--- INSTRUCTION ---
Rewrite every one of the records below as a numbered list, omitting any blank lines.

--- STORED ROWS ---

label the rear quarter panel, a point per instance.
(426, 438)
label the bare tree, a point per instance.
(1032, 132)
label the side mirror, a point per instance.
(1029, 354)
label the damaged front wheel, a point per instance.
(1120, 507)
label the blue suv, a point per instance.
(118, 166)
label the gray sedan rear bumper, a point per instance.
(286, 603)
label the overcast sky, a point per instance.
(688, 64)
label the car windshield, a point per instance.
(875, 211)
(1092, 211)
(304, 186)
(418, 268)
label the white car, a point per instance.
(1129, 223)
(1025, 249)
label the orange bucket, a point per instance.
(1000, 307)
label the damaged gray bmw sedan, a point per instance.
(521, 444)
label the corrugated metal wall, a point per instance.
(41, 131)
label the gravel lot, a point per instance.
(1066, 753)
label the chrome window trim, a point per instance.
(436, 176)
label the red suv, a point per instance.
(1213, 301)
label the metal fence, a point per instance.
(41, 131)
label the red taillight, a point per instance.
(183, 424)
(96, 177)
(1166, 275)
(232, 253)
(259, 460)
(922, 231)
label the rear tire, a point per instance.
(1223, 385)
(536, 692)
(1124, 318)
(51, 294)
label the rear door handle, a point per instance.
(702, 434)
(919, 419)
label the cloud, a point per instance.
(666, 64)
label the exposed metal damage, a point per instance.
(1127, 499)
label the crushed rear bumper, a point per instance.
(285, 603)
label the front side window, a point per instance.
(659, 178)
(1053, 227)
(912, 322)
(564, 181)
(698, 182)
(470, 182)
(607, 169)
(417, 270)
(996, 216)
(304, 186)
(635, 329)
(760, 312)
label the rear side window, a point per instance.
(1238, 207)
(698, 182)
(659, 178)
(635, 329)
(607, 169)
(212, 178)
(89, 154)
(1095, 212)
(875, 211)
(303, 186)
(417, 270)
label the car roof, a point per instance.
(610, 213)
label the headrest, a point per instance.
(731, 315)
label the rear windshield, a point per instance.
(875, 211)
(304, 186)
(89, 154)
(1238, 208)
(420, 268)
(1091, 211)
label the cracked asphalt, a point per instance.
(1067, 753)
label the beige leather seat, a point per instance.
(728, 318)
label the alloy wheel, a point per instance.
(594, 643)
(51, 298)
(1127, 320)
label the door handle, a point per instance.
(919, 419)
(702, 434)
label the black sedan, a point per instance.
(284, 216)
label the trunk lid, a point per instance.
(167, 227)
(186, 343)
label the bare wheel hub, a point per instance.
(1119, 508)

--- SOLUTION ---
1. label the rear quarter panel, a point per instance.
2. (426, 438)
3. label the bare tree, a point per instance.
4. (1032, 132)
5. label the side mirror, a point per instance.
6. (1029, 354)
7. label the damaged front wheel, a point per instance.
8. (1120, 507)
9. label the blue suv, a point per instance.
10. (118, 166)
11. label the gray sedan rear bumper, a point per instance.
12. (286, 603)
13. label the overcast sky, a point per instance.
14. (688, 64)
15. label the car windshield, a point per instance.
16. (875, 211)
17. (1092, 211)
18. (304, 186)
19. (418, 268)
20. label the white car, a point per instance.
21. (1129, 223)
22. (1025, 249)
23. label the orange bucket, a point per instance.
24. (1000, 307)
25. label the damaged gray bmw sedan, a point per instance.
26. (521, 444)
27. label the corrugated metal wall, a point per instance.
28. (41, 131)
29. label the gravel lot, a point per instance.
30. (1066, 753)
31. label the chrome window trim, a point per instance.
32. (436, 176)
33. label the red suv, a point per instance.
34. (1213, 301)
35. label the metal fence, a point per instance.
36. (41, 131)
37. label the red taillight, a point per instance.
38. (183, 424)
39. (96, 177)
40. (1166, 275)
41. (232, 253)
42. (259, 460)
43. (922, 231)
44. label the rear tire, a point per instance.
45. (1223, 385)
46. (536, 692)
47. (1124, 318)
48. (51, 294)
49. label the rear door handle, a point per instance.
50. (702, 434)
51. (919, 419)
52. label the cloud, a point per instance.
53. (666, 64)
54. label the exposed metal damage, a point per instance.
55. (1127, 499)
56. label the crushed rear bumper, a point per instance.
57. (285, 603)
58. label the front side window, a point per instance.
59. (659, 178)
60. (1053, 227)
61. (912, 322)
62. (564, 181)
63. (698, 182)
64. (470, 182)
65. (607, 169)
66. (417, 270)
67. (996, 216)
68. (304, 186)
69. (635, 329)
70. (760, 312)
71. label the rear side window, a point per instance.
72. (1238, 207)
73. (698, 182)
74. (659, 178)
75. (635, 329)
76. (607, 169)
77. (212, 178)
78. (89, 154)
79. (1095, 212)
80. (875, 211)
81. (303, 186)
82. (417, 270)
83. label the car roof, a point per instance.
84. (610, 213)
85. label the headrest, a point per instance.
86. (731, 315)
87. label the rear windshield, a point per instance.
88. (875, 211)
89. (304, 186)
90. (89, 154)
91. (1238, 208)
92. (420, 268)
93. (1091, 211)
94. label the cracked asphalt, a point per instance.
95. (1067, 753)
96. label the beige leather seat, a point per instance.
97. (728, 318)
98. label the alloy wheel, a point per instance.
99. (594, 643)
100. (51, 298)
101. (1127, 320)
102. label the door handle, a point per instance.
103. (919, 419)
104. (702, 434)
105. label the black sedan, a point per instance.
106. (284, 216)
107. label the trunk lid, a point per instance.
108. (167, 227)
109. (186, 343)
110. label the bare wheel hub, a point per instance.
111. (1119, 508)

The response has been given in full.